[Exercise data Boundary: Start]
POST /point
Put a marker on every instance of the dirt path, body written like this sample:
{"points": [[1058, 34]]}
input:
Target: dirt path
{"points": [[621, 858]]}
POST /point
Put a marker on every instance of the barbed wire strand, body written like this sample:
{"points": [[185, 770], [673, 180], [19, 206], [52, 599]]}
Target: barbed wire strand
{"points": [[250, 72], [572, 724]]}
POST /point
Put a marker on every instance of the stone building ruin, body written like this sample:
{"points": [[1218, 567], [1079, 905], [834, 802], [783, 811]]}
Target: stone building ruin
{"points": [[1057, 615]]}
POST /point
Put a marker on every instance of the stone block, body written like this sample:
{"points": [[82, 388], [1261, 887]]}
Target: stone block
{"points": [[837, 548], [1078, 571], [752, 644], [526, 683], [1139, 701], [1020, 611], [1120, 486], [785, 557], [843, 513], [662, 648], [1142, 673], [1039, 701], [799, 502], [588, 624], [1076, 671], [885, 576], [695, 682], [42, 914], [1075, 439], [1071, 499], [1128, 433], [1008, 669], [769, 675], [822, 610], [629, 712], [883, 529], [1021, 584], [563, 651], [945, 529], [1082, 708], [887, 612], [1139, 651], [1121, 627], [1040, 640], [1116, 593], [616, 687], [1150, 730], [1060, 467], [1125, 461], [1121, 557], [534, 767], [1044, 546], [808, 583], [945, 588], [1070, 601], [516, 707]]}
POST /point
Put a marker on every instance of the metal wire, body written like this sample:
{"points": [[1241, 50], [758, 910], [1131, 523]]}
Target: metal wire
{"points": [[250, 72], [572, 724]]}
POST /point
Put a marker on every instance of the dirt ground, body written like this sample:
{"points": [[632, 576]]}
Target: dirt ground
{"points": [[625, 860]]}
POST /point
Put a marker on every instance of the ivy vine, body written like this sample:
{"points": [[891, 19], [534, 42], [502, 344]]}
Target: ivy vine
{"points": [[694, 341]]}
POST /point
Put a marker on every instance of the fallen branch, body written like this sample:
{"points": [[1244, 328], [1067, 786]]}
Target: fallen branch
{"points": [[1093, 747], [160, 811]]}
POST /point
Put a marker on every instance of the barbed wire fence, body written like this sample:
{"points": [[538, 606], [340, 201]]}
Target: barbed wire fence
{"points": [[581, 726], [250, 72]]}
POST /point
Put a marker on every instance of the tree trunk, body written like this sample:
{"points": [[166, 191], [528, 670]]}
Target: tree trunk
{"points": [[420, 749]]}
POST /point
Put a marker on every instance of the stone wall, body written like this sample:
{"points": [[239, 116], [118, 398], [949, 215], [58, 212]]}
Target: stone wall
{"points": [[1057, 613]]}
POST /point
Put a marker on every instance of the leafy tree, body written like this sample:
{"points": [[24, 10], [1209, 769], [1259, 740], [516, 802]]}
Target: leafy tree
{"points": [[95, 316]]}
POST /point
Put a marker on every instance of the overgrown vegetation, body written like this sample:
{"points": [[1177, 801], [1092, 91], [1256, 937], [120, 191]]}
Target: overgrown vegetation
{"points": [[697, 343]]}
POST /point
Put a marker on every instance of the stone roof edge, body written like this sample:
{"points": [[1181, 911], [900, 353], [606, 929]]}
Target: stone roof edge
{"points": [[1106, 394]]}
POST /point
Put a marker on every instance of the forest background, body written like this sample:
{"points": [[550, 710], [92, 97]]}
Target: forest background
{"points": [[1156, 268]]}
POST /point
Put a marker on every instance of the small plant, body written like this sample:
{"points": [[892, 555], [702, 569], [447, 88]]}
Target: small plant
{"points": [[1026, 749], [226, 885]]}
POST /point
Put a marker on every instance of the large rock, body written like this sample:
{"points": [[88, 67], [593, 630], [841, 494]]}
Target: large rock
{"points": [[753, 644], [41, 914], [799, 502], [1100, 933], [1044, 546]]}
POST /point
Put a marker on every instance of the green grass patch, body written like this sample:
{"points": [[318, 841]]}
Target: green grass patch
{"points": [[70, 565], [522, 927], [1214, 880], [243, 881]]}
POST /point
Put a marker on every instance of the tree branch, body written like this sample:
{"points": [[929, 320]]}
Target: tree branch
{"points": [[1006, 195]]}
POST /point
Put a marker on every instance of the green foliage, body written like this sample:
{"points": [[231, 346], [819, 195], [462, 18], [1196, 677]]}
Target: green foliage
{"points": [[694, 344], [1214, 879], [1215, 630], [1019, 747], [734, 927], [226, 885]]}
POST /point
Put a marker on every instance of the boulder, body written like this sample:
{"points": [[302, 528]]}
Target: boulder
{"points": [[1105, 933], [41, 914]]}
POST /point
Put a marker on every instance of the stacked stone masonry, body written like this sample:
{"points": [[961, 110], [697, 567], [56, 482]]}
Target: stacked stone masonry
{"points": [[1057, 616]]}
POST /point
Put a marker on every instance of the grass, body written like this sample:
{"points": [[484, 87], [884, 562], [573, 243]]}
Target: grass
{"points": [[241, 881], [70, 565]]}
[Exercise data Boundary: End]
Required action: Exactly reproduce every line of the records.

Exercise solution:
POST /point
Put a marker on every instance of the dirt path, body written like this sample:
{"points": [[1058, 34]]}
input:
Target: dirt path
{"points": [[621, 858]]}
POST /point
Put a marker on every instance of the barbed wire strand, body written like this sample:
{"points": [[185, 770], [673, 180], [19, 206], [52, 599]]}
Target: barbed wire strand
{"points": [[250, 72], [572, 724]]}
POST /point
Put a marker on every instance of the stone building ruin, body written like this sample:
{"points": [[1218, 567], [1079, 905], [834, 802], [783, 811]]}
Target: stone building ruin
{"points": [[1057, 615]]}
POST /point
Put a marker on every instance of the stone block, body written like this sample:
{"points": [[82, 388], [1261, 887]]}
Target: stone block
{"points": [[837, 548], [1078, 571], [752, 644], [526, 683], [1139, 701], [1020, 611], [1120, 486], [785, 557], [843, 513], [662, 648], [1142, 673], [1039, 701], [799, 502], [588, 624], [1076, 671], [885, 576], [695, 682], [42, 914], [1075, 439], [1071, 499], [1128, 433], [1008, 669], [769, 675], [822, 610], [629, 712], [883, 529], [1021, 584], [563, 651], [945, 529], [1082, 708], [887, 612], [1139, 651], [1121, 627], [1040, 640], [1116, 593], [616, 687], [1150, 730], [1060, 467], [1125, 461], [1121, 557], [534, 767], [1044, 546], [808, 583], [945, 588], [1070, 601], [516, 707]]}
POST /point
Put a marker on every instance of the metal wire, body written like this sample:
{"points": [[1241, 50], [758, 910], [1131, 523]]}
Target: metal wire
{"points": [[250, 72], [572, 724]]}
POST /point
Put a marker on every instance of the dirt ground, body written like this sample:
{"points": [[632, 576]]}
Target: dirt ground
{"points": [[625, 860]]}
POST /point
Put a marker on every instance of the ivy vine, body written like this sample:
{"points": [[891, 19], [534, 42], [502, 344]]}
Target: ivy vine
{"points": [[694, 341]]}
POST /point
Put a marker on every instance of the fallen branch, body written like this sample:
{"points": [[1244, 328], [1067, 786]]}
Target: fallen branch
{"points": [[1093, 747], [160, 811]]}
POST /point
Put a marker on every instance of the barbed wire fence, body written like this sample:
{"points": [[538, 606], [340, 201]]}
Target: barbed wire fence
{"points": [[581, 726], [250, 72]]}
POST /point
Put a marker on every instance of the tree trunk, body written like this sample:
{"points": [[166, 191], [528, 670]]}
Target: tree trunk
{"points": [[420, 749]]}
POST /point
Put a marker on every instance of the stone wall, body written like this sample:
{"points": [[239, 116], [118, 398], [949, 215], [58, 212]]}
Target: stone wall
{"points": [[1057, 613]]}
POST /point
Put a marker on every instance of the leafy tree, body written like this sample:
{"points": [[24, 10], [1209, 769], [1259, 740], [516, 802]]}
Target: leafy tree
{"points": [[95, 316]]}
POST /point
Put a marker on every instance of the overgrown vegetation, body written like this sample:
{"points": [[1177, 801], [1092, 91], [1256, 937], [120, 191]]}
Target: overgrown vegetation
{"points": [[697, 343]]}
POST /point
Put a marker on every instance of the stone roof edge, body written like this sample:
{"points": [[1181, 911], [900, 353], [606, 929]]}
Target: stone roof edge
{"points": [[1106, 394]]}
POST /point
Put a marker on every instance of the forest background, body written like this sample:
{"points": [[550, 710], [92, 97]]}
Target: forest background
{"points": [[1156, 268]]}
POST /point
Put a marker on every instance of the small plant, body written like this sample:
{"points": [[892, 555], [702, 569], [447, 88]]}
Target: small plant
{"points": [[1026, 749], [226, 885]]}
POST /point
Put a marker on every instance of the large rock, body written like this sample:
{"points": [[88, 67], [593, 630], [841, 494]]}
Target: large rock
{"points": [[753, 644], [41, 914], [799, 502], [1100, 933], [1044, 546]]}
POST /point
Put a marker on every instance of the green grass patch, body written like this sample:
{"points": [[318, 841]]}
Target: green grass patch
{"points": [[70, 565], [522, 927], [1214, 880], [243, 881]]}
POST /point
Put a marker on every instance of the tree branch, body written like this sample:
{"points": [[929, 320]]}
Target: tree branch
{"points": [[1006, 195]]}
POST /point
Put a marker on every instance of the green foliage, body written like this sample:
{"points": [[231, 346], [819, 195], [462, 18], [1196, 677]]}
Target: green foliage
{"points": [[694, 344], [1214, 879], [1215, 630], [1019, 747], [734, 927], [226, 885]]}
POST /point
Put a marker on every instance of the boulder, body written like this sample:
{"points": [[302, 528]]}
Target: boulder
{"points": [[1105, 933], [41, 914]]}
POST /point
Put a marker on every instance of the stacked stone masonry, body written like this sample:
{"points": [[961, 110], [697, 567], [56, 482]]}
Target: stacked stone masonry
{"points": [[1057, 616]]}
POST /point
Put a marker on every instance of the grass, body written like this sample:
{"points": [[484, 87], [884, 562], [573, 243]]}
Target: grass
{"points": [[241, 881], [70, 565]]}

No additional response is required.